• [To do]
A) Edit the part of the IMF prior actions passage that opens with "In order to" and closes with "actions is accurate.", changing "prior actions" to "preconditions" each time it appears, and give that part back.
B) According to the passage on IMF prior actions, since when has the IMF expressly made prior actions part of the conditionality of its arrangements?
C) Check each statement against the passage on IMF prior actions and answer yes or no, quoting the words that settle it:
(i) In the past, the IMF expressly wrote prior actions into the terms of its arrangements as conditions.
(ii) Under the Misreporting Guidelines, remedial action can be taken for misreporting on parts of a member's program that are not conditions.
(iii) Executive Board decisions granting waivers for nonobservance are now adopted on the basis of an express condition that the member's information on specified prior actions is accurate.

• [Given text]
=-=-=

It is only recently that prior actions have become part of the conditionality of an IMF arrangement. Historically, the IMF often called upon members to take certain measures as a prior condition to the release of IMF financial assistance, but the IMF did not expressly incorporate these measures into the terms of arrangement as conditions. Rather, the IMF simply sought to verify that the measures were taken before adopting its decision. The consequence of this approach was that the misreporting of information related to the implementation of these measures was not subject to the IMF’s Guidelines on Corrective Action—Misreporting and Noncomplying Purchases in the General Resources Account.3 These Misreporting Guidelines allow the IMF to take remedial action in cases where a member has made a purchase from the IMF on the basis of incorrect information that has mistakenly led the IMF to believe that all conditions applicable to that disbursement were met. Remedial action may not be taken for the misreporting of information on aspects of the member’s program that are not conditions.

In order to ensure that the reporting of information respecting the implementation of prior actions is subjected to this misreporting framework, the IMF has, since July 2000, followed a policy of expressly incorporating prior actions as part of the conditionality of the arrangement. More specifically, Executive Board decisions approving arrangements, completing reviews, or granting waivers for nonobservance are now adopted on the basis of an express condition that the information provided by the member on the implementation of specified prior actions is accurate.

=-=-=

• [Information shown]
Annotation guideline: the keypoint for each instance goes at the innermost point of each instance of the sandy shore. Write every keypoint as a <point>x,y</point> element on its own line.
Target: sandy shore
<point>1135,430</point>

=-=-=

• [Completed exercise]
A)
In order to ensure that the reporting of information respecting the implementation of preconditions is subjected to this misreporting framework, the IMF has, since July 2000, followed a policy of expressly incorporating preconditions as part of the conditionality of the arrangement. More specifically, Executive Board decisions approving arrangements, completing reviews, or granting waivers for nonobservance are now adopted on the basis of an express condition that the information provided by the member on the implementation of specified preconditions is accurate.

B) Since July 2000.

C)
(i) No: "the IMF did not expressly incorporate these measures into the terms of arrangement as conditions."
(ii) No: "Remedial action may not be taken for the misreporting of information on aspects of the member’s program that are not conditions."
(iii) Yes: "Executive Board decisions approving arrangements, completing reviews, or granting waivers for nonobservance are now adopted on the basis of an express condition that the information provided by the member on the implementation of specified prior actions is accurate."